- Input rows -
********************
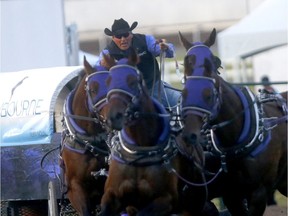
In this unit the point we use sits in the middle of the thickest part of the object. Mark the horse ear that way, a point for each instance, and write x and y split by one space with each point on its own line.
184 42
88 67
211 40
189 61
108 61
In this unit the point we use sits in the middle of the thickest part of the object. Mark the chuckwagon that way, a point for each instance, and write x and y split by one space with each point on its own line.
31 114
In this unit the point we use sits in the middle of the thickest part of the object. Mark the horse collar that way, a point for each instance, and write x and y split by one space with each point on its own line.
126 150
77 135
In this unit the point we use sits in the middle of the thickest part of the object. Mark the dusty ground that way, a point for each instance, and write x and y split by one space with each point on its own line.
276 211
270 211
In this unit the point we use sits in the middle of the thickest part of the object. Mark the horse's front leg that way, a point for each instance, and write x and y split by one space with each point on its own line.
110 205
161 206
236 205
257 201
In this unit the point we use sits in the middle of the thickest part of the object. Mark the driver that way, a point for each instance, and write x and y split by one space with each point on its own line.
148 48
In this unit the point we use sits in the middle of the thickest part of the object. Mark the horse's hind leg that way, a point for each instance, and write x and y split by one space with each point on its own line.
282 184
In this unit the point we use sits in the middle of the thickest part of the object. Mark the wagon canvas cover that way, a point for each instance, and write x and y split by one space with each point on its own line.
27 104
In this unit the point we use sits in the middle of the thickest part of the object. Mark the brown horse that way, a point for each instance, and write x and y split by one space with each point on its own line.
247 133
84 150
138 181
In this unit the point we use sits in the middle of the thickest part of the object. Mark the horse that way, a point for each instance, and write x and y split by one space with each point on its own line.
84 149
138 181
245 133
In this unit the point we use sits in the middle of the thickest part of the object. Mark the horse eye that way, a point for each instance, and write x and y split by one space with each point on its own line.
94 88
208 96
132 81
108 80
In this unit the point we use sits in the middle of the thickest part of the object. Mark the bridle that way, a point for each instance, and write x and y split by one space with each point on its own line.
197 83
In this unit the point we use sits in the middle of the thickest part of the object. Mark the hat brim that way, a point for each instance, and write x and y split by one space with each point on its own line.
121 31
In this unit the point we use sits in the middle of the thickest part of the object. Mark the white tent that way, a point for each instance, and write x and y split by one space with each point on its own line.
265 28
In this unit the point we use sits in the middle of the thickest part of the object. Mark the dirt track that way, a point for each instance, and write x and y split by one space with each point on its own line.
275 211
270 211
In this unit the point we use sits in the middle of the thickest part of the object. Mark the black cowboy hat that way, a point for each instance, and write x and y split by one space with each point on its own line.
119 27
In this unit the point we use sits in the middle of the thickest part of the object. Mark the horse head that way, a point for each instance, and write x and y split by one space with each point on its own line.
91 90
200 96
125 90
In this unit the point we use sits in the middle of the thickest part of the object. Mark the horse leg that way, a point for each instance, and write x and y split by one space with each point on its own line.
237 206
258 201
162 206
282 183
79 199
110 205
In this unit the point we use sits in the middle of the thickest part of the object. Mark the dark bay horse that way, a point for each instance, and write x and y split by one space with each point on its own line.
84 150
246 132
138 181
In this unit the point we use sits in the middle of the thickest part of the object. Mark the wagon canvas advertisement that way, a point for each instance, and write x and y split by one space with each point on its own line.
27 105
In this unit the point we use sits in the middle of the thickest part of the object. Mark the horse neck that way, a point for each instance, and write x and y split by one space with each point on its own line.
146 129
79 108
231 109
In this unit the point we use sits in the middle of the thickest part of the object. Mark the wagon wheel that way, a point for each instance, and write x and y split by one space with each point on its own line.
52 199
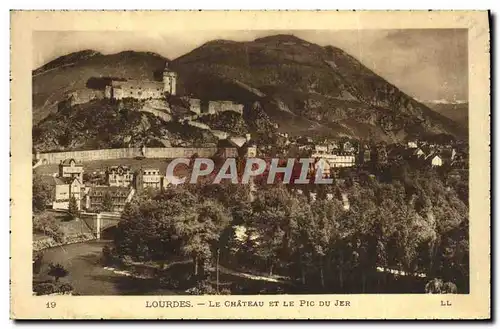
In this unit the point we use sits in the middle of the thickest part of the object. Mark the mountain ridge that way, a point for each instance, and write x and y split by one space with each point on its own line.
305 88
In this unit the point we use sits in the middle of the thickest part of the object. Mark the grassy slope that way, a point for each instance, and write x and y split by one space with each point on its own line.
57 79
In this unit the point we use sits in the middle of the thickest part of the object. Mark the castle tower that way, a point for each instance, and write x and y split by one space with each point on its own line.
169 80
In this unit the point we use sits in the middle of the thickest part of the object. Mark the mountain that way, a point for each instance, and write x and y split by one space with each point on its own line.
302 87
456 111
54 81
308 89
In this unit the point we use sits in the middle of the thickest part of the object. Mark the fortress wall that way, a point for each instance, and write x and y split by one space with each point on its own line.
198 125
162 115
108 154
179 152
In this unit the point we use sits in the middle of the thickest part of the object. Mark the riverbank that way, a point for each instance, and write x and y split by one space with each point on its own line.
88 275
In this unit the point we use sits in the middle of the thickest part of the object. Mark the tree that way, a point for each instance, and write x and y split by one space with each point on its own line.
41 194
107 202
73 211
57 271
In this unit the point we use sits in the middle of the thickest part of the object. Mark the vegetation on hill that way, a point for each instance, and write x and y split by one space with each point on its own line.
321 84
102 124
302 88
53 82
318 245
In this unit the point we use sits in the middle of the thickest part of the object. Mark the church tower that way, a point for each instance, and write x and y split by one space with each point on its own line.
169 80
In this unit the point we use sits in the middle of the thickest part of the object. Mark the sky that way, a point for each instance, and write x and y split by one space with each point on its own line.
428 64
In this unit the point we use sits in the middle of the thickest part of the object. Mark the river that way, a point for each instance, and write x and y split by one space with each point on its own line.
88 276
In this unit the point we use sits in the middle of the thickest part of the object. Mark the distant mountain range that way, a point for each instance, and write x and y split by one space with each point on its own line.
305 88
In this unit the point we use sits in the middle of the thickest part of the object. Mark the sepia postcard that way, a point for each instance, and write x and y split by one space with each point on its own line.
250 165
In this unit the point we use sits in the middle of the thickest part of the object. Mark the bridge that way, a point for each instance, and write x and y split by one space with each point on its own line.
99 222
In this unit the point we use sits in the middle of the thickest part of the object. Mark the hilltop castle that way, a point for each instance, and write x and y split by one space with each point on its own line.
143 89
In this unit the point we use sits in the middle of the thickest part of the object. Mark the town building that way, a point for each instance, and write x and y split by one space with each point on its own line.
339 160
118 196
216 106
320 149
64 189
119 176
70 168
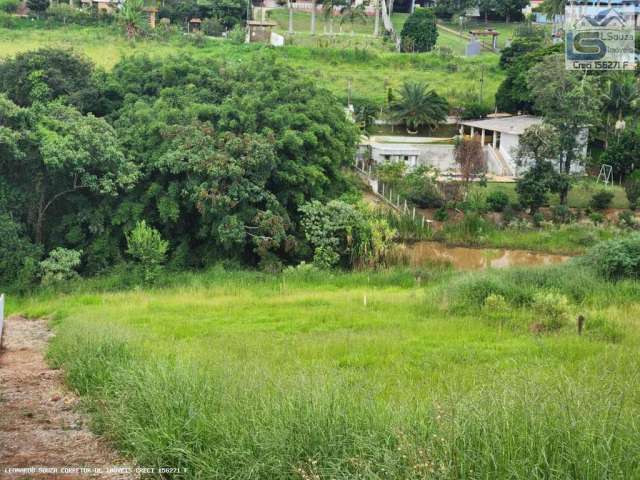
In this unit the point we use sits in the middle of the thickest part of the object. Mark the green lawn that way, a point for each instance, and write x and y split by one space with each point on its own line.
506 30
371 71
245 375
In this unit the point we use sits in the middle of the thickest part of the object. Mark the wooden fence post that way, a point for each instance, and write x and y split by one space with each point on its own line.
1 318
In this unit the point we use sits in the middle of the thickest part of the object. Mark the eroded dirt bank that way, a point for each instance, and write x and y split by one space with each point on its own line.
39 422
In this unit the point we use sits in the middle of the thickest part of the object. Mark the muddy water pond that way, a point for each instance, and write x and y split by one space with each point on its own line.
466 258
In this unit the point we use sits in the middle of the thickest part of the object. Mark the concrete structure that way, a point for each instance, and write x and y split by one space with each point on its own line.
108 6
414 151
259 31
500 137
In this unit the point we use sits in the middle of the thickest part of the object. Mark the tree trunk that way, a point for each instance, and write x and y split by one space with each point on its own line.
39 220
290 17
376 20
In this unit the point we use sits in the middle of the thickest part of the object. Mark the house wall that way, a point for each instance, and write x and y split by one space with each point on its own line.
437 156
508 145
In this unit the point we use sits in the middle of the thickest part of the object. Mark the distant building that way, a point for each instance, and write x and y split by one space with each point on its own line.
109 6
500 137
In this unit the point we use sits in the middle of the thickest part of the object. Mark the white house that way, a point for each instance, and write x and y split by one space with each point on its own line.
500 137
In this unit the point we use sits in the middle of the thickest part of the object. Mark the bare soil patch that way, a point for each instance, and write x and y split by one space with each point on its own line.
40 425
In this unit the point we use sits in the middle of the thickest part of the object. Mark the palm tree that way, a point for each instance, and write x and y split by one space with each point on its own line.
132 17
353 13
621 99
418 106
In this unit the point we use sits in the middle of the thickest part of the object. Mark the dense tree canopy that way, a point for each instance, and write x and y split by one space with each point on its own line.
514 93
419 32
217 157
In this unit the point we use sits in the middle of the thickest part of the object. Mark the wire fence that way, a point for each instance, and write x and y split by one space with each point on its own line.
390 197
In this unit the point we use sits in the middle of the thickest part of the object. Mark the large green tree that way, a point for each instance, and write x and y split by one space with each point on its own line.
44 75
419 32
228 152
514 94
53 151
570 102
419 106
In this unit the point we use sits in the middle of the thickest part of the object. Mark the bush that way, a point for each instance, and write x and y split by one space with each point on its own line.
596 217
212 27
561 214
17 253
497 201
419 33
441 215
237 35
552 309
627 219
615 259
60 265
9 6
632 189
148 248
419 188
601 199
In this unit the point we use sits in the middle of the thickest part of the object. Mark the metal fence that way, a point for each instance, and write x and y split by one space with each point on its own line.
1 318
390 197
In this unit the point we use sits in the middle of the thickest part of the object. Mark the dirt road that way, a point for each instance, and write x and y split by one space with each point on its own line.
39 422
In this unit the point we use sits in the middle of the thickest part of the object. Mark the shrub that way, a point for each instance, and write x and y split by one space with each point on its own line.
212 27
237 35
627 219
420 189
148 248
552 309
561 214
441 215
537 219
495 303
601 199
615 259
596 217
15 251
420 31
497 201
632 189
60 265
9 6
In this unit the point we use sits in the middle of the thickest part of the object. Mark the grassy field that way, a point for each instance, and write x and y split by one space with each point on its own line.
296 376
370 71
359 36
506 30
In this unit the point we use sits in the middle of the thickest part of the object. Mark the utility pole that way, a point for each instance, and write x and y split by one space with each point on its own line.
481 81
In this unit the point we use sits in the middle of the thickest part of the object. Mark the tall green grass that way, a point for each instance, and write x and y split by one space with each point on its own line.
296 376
********************
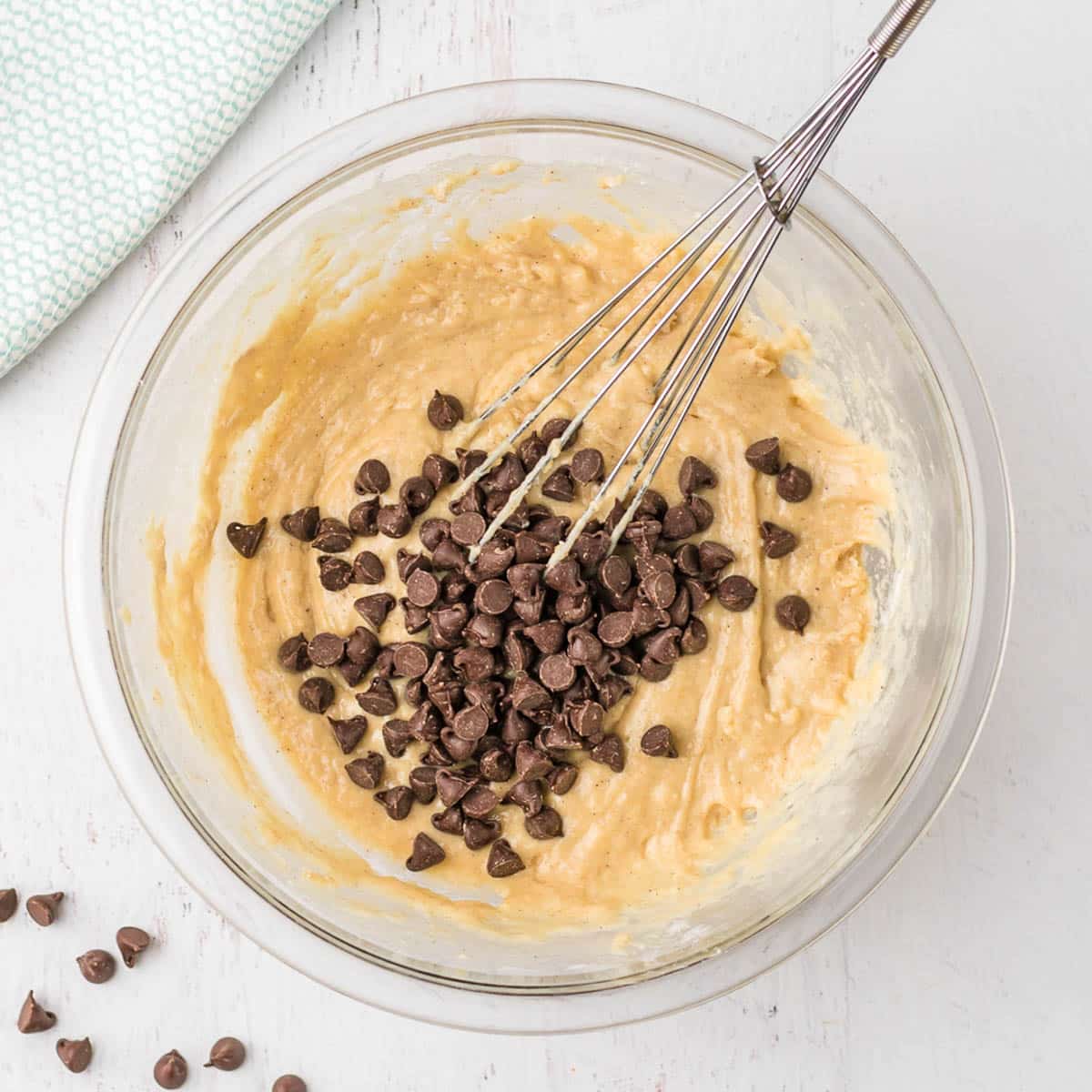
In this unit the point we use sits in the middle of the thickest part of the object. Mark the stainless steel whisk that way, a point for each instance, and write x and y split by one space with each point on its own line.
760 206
********************
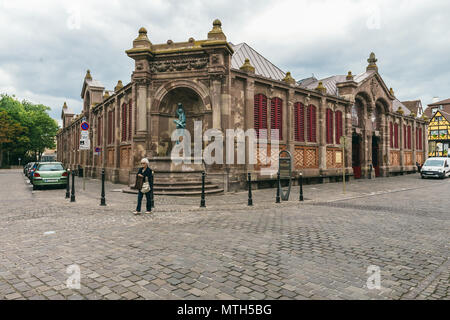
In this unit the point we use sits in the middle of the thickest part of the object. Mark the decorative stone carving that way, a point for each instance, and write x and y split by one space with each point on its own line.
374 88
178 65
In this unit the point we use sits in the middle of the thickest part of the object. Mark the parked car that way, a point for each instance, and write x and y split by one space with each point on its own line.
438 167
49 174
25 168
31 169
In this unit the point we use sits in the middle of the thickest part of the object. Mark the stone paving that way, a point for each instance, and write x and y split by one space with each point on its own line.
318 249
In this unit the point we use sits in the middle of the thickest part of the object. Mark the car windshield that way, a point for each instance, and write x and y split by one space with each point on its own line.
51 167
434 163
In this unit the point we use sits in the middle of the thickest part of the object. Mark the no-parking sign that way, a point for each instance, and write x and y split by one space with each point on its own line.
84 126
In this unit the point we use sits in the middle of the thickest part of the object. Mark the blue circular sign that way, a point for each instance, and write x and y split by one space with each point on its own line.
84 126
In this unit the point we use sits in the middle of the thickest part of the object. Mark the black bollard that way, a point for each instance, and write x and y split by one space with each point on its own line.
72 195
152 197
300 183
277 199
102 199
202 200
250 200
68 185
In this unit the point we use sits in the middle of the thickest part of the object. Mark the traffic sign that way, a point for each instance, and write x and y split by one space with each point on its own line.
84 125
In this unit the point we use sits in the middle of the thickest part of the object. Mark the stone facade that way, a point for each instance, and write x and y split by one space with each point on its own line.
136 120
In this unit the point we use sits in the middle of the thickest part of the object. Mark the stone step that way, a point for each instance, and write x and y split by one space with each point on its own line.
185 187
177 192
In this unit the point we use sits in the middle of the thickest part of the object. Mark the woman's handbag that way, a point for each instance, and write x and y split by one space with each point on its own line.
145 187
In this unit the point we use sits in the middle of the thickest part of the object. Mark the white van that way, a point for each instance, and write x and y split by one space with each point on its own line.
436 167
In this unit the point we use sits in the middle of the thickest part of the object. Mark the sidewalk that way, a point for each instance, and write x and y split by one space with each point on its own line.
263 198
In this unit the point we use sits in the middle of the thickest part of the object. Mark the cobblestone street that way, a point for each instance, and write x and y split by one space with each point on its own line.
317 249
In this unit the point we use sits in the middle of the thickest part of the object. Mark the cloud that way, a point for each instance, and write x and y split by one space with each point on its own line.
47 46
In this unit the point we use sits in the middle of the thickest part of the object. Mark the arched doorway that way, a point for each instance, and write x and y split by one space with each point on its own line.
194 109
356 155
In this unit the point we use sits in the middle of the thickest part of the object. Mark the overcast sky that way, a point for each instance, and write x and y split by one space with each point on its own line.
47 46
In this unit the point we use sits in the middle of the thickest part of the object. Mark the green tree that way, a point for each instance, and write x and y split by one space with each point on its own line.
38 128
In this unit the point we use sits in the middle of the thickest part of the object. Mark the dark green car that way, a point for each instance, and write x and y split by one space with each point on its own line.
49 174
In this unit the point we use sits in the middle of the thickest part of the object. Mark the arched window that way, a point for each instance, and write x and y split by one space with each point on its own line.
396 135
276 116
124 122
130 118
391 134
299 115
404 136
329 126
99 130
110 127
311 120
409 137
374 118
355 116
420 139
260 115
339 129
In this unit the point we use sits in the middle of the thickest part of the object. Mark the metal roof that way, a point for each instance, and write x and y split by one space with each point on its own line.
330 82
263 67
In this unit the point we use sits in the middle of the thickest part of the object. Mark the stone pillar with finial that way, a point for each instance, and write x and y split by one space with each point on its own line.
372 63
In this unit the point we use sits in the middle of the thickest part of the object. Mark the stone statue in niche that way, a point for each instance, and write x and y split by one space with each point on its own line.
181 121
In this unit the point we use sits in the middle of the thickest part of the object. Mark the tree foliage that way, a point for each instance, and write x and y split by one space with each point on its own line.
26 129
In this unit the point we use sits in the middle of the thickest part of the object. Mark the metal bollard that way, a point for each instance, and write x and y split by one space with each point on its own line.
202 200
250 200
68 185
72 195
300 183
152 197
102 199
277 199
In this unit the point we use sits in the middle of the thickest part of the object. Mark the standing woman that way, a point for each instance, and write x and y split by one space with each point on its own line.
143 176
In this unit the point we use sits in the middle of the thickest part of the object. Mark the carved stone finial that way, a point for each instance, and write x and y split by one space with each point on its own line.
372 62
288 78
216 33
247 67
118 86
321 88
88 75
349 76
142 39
********************
- What this task involves -
Extract every line of the material above that contains the word "woman", and reproduce each one in full.

- The completed task -
In this unit the point we use sits in the middle of the thickest part of the object. Mark the woman's handbag that way, a point for each instance, and write x and y split by one space with each point on its own line.
In this unit the point we use sits in the middle of the thickest part of the object. Mark the standing woman that way, a point for each instance, and write x and y split by one space with each point on its own line.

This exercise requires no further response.